** START OF EXERCISE INPUTS **

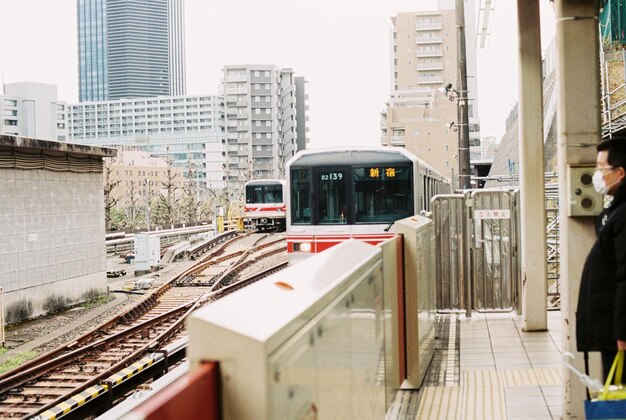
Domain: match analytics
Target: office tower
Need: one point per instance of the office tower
(260, 121)
(31, 109)
(130, 48)
(424, 59)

** END OF EXERCISE INPUTS **

**EXERCISE DETAILS**
Copy every entry above word for word, leaving out the pictures.

**FULL SOLUTION**
Domain: match analytics
Target: office tower
Need: one point per instance of the office tower
(260, 121)
(31, 109)
(130, 48)
(424, 59)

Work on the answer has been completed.